EXERCISE BRIEF: Copy out all of the data exactly as it appears.

===============

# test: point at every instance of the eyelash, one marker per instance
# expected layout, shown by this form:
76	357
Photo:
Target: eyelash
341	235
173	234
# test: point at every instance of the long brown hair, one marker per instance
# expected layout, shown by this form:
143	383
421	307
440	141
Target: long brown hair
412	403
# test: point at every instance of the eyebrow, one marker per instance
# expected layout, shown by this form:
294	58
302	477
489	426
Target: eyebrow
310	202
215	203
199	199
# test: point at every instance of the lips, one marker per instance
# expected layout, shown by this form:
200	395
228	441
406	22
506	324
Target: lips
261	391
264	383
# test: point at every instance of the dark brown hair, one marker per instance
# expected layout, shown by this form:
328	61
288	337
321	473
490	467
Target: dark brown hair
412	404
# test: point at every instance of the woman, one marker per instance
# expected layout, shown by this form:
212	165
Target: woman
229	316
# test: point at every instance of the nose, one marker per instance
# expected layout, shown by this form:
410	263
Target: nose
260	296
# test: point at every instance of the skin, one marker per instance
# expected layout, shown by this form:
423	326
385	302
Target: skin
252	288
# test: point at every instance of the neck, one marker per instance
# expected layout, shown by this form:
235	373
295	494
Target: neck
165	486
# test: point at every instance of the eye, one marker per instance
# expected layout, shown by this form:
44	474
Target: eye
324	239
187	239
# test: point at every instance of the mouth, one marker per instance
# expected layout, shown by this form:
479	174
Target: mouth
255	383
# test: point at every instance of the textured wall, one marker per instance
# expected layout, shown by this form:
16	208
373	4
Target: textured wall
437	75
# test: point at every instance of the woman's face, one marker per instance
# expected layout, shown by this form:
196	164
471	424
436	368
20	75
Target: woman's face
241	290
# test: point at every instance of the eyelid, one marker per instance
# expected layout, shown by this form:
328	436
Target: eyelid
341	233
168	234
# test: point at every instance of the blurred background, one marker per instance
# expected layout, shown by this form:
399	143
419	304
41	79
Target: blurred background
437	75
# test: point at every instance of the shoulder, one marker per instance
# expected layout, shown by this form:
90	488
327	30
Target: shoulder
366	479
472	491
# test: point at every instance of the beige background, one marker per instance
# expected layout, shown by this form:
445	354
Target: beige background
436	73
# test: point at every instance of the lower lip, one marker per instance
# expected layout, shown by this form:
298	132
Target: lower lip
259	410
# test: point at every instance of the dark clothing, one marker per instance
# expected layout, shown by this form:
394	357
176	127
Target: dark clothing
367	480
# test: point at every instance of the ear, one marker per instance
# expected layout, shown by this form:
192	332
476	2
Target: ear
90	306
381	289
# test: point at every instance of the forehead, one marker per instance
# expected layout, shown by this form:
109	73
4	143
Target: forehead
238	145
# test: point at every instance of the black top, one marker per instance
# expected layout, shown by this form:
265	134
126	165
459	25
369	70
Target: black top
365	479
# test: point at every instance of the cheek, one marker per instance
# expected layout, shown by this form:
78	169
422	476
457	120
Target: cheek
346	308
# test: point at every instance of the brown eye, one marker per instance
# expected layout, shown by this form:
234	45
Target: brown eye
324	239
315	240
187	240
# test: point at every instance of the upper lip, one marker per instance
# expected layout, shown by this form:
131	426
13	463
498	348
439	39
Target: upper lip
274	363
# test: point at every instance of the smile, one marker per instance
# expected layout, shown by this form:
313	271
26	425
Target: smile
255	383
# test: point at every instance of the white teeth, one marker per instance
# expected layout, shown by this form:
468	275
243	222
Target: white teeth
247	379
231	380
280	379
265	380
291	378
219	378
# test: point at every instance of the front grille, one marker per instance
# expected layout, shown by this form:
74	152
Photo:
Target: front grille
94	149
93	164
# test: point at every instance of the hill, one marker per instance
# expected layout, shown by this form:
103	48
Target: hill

===============

WORKED SOLUTION:
# test: point at every instance of the eyelash, one marker per instance
# expected layout, shown by this form:
76	357
Photo:
Target: eyelash
341	235
173	234
# test: point at every instance of the long brown hair, one marker per instance
# expected layout, shown by this form:
143	383
421	307
440	141
Target: long brown hair
412	403
# test: point at every instance of the eyebrow, one marker per instance
# expected layout, shown by this form:
294	58
302	477
489	426
Target: eyebrow
310	202
215	203
199	199
# test: point at every instance of the lips, one marker per instance
# expected layout, shown by this form:
200	395
228	441
406	22
506	324
Target: lips
261	391
264	383
# test: point at every instance of the dark brown hair, one marker per instance
# expected layout, shown by this form:
328	61
288	337
321	473
490	467
Target: dark brown hair
412	404
# test: point at every instance of the woman, one marker per instance
# expected layout, shown by this form:
212	165
Target: woman
229	316
# test: point at every instance of the nose, one marker per instance
# expected layout, shown by this form:
410	263
Target: nose
260	296
# test: point at every instance of the skin, one marker per instance
# expected layout, shown by this form:
423	326
385	302
Target: skin
252	288
# test: point at every instance of the neck, one marker per instance
# expected layout, shown by this form:
235	373
295	494
Target: neck
165	486
# test: point at every instance of the eye, one marker per instance
# expected layout, shown by this form:
44	474
Target: eye
324	239
187	239
# test: point at every instance of the mouth, one marker per instance
# expected layout, shown by this form:
479	174
Target: mouth
255	383
# test: point at every instance of the textured wall, one marker per instance
# expected layout, shown by this form:
16	208
373	4
Target: textured wall
437	75
# test: point at every instance of the woman's face, one marker per instance
# expected layout, shown by this form:
196	164
471	424
436	368
20	75
Target: woman's face
241	290
# test: point at every instance of the eyelid, one marker per instance
# expected layout, shown by this form:
328	436
Target: eyelid
341	233
168	234
# test: point at every instance of the blurred background, one marker per instance
# expected layout, shown by this form:
399	143
419	304
41	79
Target: blurred background
437	75
# test: point at every instance of the shoulder, one marker per instance
# expected layout, shown by this form:
90	488
327	30
Target: shoulder
366	479
472	491
# test: point at every instance of the beige background, one marker per instance
# expected layout, shown by this form:
445	354
Target: beige background
436	73
# test: point at every instance of the lower lip, one marker per instance
# expected layout, shown by this form:
298	132
Target: lower lip
259	410
# test: point at every instance of the dark clothing, one marker per instance
# expected layout, shown by this form:
394	357
176	127
Target: dark clothing
367	480
# test: point at every instance of the ear, one marker per instance
# expected layout, shown by this form:
192	332
476	2
Target: ear
90	306
381	289
# test: point at every instance of the forehead, one marker per instance
# expected layout, shown by this form:
109	73
4	143
Target: forehead
238	145
# test: point at every instance of the black top, one marker per instance
# expected layout, shown by this form:
265	134
126	165
459	25
369	70
Target: black top
365	479
# test: point at every instance of the cheek, one marker per instance
# expected layout, shown by this form:
78	169
422	476
457	120
Target: cheek
346	308
# test: point at every instance of the brown eye, one marker per instance
# expected layout, shown by this form:
234	45
Target: brown eye
324	239
315	240
187	240
# test: point at every instance of the upper lip, one marker per instance
# expected layout, shown by this form:
131	426
13	463
498	348
439	39
Target: upper lip
274	363
# test: point at every instance of the smile, one marker per instance
# expected layout, shown by this form:
313	271
26	425
Target: smile
255	383
# test: point at every instance of the white teeth, one marker per instance
# expected layout, shown by this form:
468	275
243	222
Target: white teeth
247	379
231	380
280	379
265	380
291	378
219	378
# test: point at every instance of the front grille, one marker per instance
# expected layout, shown by this form:
74	152
Photo:
Target: front grille
94	149
93	164
# test: point at every instance of the hill, one marker per instance
# expected layout, shown by this form:
103	48
Target: hill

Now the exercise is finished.